Aim of the exercise: Render every line of the rows below as a numbered list, omitting blank lines.
** Begin Records for processing **
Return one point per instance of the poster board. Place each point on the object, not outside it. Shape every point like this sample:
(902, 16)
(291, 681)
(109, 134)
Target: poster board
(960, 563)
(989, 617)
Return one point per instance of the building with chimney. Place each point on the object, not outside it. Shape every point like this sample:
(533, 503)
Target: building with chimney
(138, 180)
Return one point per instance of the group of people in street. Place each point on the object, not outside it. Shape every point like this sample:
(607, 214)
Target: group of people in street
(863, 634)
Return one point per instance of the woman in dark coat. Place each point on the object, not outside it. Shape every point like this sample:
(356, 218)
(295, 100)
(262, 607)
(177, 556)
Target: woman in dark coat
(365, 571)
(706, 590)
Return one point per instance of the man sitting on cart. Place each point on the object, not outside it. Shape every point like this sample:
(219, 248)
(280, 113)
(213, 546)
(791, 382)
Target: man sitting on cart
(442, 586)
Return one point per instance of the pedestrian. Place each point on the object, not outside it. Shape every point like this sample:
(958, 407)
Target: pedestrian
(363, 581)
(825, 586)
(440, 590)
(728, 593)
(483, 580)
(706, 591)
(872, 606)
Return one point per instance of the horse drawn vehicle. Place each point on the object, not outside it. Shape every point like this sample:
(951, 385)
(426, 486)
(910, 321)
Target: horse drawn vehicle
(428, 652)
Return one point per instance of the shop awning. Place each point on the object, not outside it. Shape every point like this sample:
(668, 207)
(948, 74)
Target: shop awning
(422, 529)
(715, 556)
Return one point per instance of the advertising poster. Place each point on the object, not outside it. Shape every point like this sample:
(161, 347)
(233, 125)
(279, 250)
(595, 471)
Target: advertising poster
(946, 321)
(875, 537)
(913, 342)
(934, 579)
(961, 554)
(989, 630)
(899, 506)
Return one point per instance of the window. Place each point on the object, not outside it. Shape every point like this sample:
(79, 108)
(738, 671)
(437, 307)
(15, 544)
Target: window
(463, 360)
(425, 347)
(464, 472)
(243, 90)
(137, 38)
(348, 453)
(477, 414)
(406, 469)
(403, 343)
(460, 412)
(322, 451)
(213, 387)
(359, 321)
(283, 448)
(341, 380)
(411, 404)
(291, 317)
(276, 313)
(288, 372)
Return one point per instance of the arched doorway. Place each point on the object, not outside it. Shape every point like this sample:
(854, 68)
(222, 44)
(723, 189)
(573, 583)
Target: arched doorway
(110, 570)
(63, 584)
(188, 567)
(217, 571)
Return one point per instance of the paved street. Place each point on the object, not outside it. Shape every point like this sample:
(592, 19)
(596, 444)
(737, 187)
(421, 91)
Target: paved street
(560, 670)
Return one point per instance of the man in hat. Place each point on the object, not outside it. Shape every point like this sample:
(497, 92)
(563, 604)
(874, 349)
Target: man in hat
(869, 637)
** End Records for processing **
Output below:
1. Return one point per instance of the poster board. Place each point on the object, not outside it. Shape every point like this sample:
2. (902, 16)
3. (291, 681)
4. (109, 134)
5. Target: poster board
6. (960, 563)
7. (989, 617)
8. Return one point per instance of the building with chimney. Place each point on the object, not outside it. Shape every point like this sample:
9. (533, 503)
10. Target: building with chimney
11. (138, 180)
12. Return one point per instance of the group of people in street. Place each point on the object, not outside it. Shape every point like this sample:
13. (607, 214)
14. Target: group of people in street
15. (863, 634)
16. Return one point per instance of the woman in dark coat. Place each point on the object, not outside it. Shape every point like this sample:
17. (356, 218)
18. (295, 100)
19. (262, 607)
20. (177, 556)
21. Target: woman in dark coat
22. (365, 571)
23. (706, 590)
24. Return one point per instance of the man sitting on cart. Place each point on the object, not outside it. Shape every point like this sample:
25. (219, 248)
26. (280, 113)
27. (213, 546)
28. (791, 382)
29. Target: man sitting on cart
30. (442, 586)
31. Return one point per instance of the pedestrian. Place each point on the object, not outside it. Shape every point like this sample:
32. (958, 407)
33. Target: pedestrian
34. (363, 581)
35. (825, 586)
36. (440, 590)
37. (728, 593)
38. (483, 580)
39. (706, 591)
40. (872, 606)
41. Return one point per instance of the horse drawn vehicle. Place each point on the object, not outside it. Shape every point like this sample:
42. (951, 385)
43. (426, 486)
44. (910, 321)
45. Target: horse drawn vehicle
46. (428, 652)
47. Return one point per instance of the shop awning. Place each point on the object, not outside it. Shape every point like this sample:
48. (668, 207)
49. (948, 74)
50. Target: shop awning
51. (422, 529)
52. (715, 556)
53. Return one point per instance of the advertising poster. Place each point on the object, not outside it. Shape every point like this sample:
54. (161, 347)
55. (233, 125)
56. (279, 250)
57. (595, 471)
58. Target: advertising poster
59. (946, 321)
60. (875, 537)
61. (913, 342)
62. (934, 579)
63. (961, 554)
64. (989, 630)
65. (899, 506)
66. Return one point per instance of the window. Place each point on the object, not outside it. Shape every point like this sample:
67. (79, 108)
68. (738, 671)
69. (437, 307)
70. (15, 544)
71. Target: window
72. (463, 360)
73. (425, 347)
74. (464, 472)
75. (243, 90)
76. (137, 38)
77. (348, 453)
78. (477, 414)
79. (406, 469)
80. (403, 343)
81. (460, 412)
82. (322, 451)
83. (213, 387)
84. (359, 321)
85. (283, 448)
86. (341, 380)
87. (411, 404)
88. (291, 317)
89. (276, 313)
90. (288, 372)
91. Return one point per instance of the arched doorway. Place each point on the object, not outside it. Shape every point like this sample:
92. (854, 68)
93. (222, 44)
94. (723, 189)
95. (573, 583)
96. Target: arched doorway
97. (110, 570)
98. (63, 584)
99. (188, 567)
100. (217, 571)
101. Return one point per instance of the paved street. Place each point on the object, not outside it. Shape every point like this sample:
102. (592, 19)
103. (596, 444)
104. (737, 187)
105. (421, 91)
106. Target: paved street
107. (560, 670)
108. Return one point per instance of the man in hat. Place each point on the object, not outside it. Shape every point like this sample:
109. (497, 92)
110. (563, 604)
111. (874, 349)
112. Target: man in hat
113. (869, 637)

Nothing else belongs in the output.